- **DATA RECORDS**
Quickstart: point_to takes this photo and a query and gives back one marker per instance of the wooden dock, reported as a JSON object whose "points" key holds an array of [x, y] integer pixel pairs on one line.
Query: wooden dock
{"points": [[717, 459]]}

---

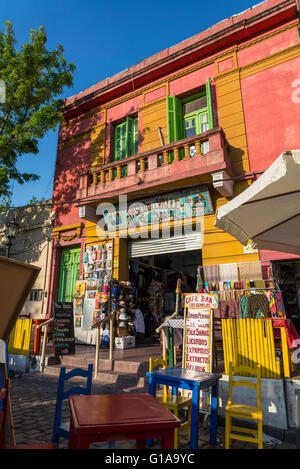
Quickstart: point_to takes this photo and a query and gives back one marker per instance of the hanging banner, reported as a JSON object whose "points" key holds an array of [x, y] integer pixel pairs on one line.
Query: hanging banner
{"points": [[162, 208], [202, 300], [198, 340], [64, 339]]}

* * *

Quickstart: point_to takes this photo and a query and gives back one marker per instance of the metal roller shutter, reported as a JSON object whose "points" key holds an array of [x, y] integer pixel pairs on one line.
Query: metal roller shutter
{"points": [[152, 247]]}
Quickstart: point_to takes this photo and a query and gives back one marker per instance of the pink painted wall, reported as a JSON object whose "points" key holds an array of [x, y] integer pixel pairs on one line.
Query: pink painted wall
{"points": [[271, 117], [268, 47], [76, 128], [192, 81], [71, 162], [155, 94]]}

- **ACTION ITEM**
Pull out every line holding "array" from the records above, and copy it.

- **SOLUTION**
Quickstart: point_to takes this photo and a query and gives back one marker per instance of the wooden dock, reported as a JSON object whose "points" key holds an array of [x, y] integer pixel pairs on one line.
Quickstart: point_to takes this photo and a query and gives back one marker per instance of the hanging banner, reported as a JSON object whose "points" key holds an array of [x, y] integer pixel pairs on one line.
Quickstart: point_to takes this photo and a query and gives back one marker per instance of the metal roller shutter, reported as a JSON object whose "points" key holds an array of [x, y] integer pixel pairs on one line.
Quickstart: point_to takes this photo and a query and gives back one marker per instance of the pink painted wall, reported as a JSON object whose "points" key holds an array of [x, y] integer pixel pairs on one line.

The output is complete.